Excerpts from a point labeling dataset
■ ■ ■ ■ ■ ■ ■

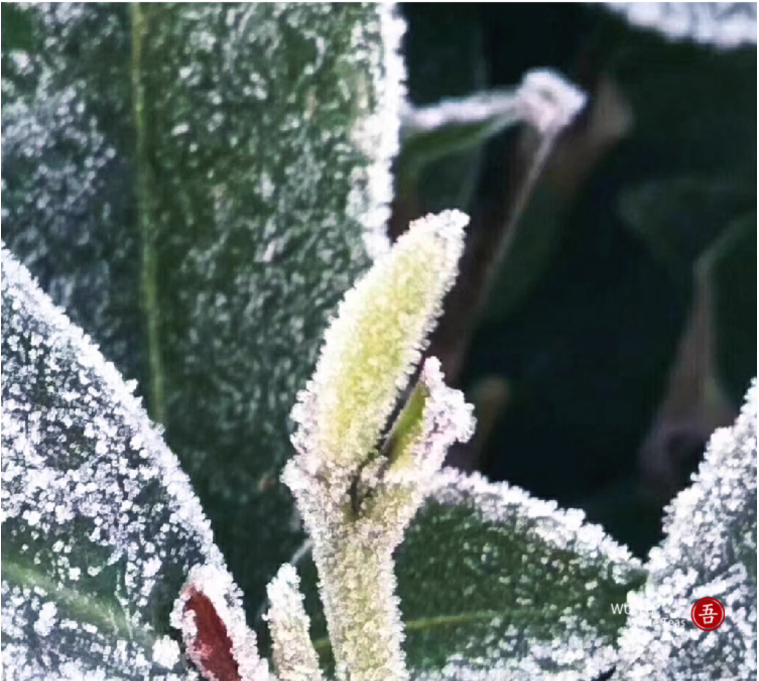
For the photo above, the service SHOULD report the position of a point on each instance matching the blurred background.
(617, 325)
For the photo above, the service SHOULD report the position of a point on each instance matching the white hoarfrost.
(100, 526)
(709, 550)
(377, 134)
(511, 586)
(722, 24)
(544, 99)
(294, 655)
(356, 501)
(376, 339)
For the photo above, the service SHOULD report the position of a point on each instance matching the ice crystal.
(355, 536)
(722, 24)
(504, 585)
(356, 501)
(269, 129)
(709, 550)
(371, 347)
(548, 101)
(100, 526)
(294, 655)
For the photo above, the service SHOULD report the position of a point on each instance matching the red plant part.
(210, 647)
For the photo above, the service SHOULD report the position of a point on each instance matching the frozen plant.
(109, 566)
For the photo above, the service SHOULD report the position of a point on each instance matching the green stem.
(156, 402)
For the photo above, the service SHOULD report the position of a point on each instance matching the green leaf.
(709, 550)
(492, 579)
(197, 185)
(100, 526)
(680, 217)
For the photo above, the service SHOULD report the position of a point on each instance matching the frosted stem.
(358, 591)
(294, 655)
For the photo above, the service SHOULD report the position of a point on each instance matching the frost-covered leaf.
(492, 579)
(722, 24)
(240, 195)
(495, 584)
(100, 526)
(709, 550)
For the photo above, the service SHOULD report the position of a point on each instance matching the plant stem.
(149, 299)
(363, 618)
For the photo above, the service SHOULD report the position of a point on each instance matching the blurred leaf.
(679, 217)
(496, 579)
(443, 53)
(733, 273)
(454, 125)
(100, 526)
(197, 185)
(709, 550)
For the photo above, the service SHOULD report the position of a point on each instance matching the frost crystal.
(376, 339)
(100, 526)
(269, 130)
(548, 101)
(722, 24)
(356, 501)
(496, 584)
(709, 550)
(294, 655)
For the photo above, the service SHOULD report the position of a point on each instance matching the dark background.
(621, 329)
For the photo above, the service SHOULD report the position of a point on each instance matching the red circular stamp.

■ ■ ■ ■ ■ ■ ■

Please reproduce the lines of the listing from the one containing "the frost crystal." through the end of the listing, requests included. Scale every point coordinate in the answers by 1.85, rounding to whole numbers with halves rounded up.

For the photo above, the service SHOULD report the position of a point on each instance matching the frost crystal.
(696, 627)
(185, 973)
(498, 241)
(1014, 187)
(1336, 44)
(659, 927)
(918, 1080)
(1312, 1018)
(544, 1212)
For the photo above, the service SHOULD report the position of a point on each instance matching the dark background.
(1149, 609)
For the photo above, the service SHOULD report the position of a point on each instance matching the red circular stamp.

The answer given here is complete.